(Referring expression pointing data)
================
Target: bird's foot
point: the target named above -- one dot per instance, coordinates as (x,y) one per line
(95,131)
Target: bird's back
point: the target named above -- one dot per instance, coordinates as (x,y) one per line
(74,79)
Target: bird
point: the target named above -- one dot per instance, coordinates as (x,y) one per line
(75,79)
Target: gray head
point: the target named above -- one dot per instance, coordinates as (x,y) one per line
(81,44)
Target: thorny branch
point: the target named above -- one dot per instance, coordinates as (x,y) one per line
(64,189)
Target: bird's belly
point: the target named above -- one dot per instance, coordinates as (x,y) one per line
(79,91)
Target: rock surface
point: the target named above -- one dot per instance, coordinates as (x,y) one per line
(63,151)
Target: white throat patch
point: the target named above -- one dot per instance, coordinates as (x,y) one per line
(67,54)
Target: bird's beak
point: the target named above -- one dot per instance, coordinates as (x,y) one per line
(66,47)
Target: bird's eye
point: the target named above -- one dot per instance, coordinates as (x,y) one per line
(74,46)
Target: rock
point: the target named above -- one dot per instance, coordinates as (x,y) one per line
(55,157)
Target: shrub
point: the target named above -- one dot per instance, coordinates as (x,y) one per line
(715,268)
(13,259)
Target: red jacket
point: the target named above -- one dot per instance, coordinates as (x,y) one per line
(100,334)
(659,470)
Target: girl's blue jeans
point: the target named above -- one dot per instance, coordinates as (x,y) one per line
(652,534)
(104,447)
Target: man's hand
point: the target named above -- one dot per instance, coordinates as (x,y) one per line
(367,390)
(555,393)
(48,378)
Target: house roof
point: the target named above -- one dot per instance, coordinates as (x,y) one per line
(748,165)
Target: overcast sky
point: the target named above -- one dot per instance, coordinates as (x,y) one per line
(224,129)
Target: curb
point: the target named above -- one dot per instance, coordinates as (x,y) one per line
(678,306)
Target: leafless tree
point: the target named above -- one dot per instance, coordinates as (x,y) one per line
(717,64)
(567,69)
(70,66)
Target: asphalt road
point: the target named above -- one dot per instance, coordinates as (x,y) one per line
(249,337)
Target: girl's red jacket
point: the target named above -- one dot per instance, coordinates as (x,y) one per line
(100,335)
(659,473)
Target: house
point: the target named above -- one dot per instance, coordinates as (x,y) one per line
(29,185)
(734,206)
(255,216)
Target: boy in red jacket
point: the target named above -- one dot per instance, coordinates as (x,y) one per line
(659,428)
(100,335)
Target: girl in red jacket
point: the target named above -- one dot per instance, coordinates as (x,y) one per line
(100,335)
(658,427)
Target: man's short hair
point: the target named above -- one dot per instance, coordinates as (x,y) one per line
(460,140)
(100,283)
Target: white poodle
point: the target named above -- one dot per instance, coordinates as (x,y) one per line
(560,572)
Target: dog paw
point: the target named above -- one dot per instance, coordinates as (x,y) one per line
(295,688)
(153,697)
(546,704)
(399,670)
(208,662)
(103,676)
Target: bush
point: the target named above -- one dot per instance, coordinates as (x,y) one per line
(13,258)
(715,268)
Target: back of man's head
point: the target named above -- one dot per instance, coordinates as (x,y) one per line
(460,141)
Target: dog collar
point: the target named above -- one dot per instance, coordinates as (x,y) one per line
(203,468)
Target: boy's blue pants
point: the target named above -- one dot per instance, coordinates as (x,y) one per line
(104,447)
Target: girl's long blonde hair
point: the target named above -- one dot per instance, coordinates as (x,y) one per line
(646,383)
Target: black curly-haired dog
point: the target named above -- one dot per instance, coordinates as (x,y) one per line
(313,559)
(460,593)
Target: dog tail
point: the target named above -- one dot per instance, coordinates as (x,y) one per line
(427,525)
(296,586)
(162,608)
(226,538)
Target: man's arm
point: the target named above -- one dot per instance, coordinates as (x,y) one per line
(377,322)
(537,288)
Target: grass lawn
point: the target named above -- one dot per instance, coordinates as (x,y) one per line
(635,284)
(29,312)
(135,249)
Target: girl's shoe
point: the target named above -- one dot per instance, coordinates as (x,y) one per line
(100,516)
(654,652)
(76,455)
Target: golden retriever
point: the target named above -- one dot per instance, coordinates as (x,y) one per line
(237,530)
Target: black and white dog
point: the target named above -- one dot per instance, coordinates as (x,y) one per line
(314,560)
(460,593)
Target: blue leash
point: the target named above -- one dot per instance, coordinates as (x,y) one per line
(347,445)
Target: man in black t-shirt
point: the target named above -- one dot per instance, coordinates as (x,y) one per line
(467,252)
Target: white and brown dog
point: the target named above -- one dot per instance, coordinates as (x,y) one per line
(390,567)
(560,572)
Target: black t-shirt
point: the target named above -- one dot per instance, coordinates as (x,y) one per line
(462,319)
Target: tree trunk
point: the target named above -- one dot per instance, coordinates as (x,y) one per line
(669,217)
================
All that belongs in the answer is an exact copy of the lines from the start of the records above through the line with "Target: bird's eye".

◆ **OUTPUT OF THE TASK**
Target: bird's foot
point: the target named above -- one dot per instance, coordinates as (x,y) one per line
(95,131)
Target: bird's back
point: the target named above -- one dot per instance, coordinates as (x,y) one per line
(74,79)
Target: bird
point: the target named above -- one dot per instance, coordinates as (x,y) one per line
(75,79)
Target: gray head
point: the target named above -- one dot per instance, coordinates as (x,y) one per line
(81,44)
Target: thorny branch
point: the target named above -- one dot per instance, coordinates as (x,y) one per line
(64,189)
Target: bird's belly
point: the target named above -- one dot per instance, coordinates as (x,y) one per line
(79,91)
Target: rock surface
point: the target named above -- one dot per instance, coordinates as (x,y) one per line
(63,151)
Target: white throat patch
point: the target named above -- one dot per instance, coordinates as (x,y) one per line
(67,54)
Target: bird's beak
point: the target named above -- one dot per instance, coordinates as (x,y) one per line
(66,47)
Target: bird's eye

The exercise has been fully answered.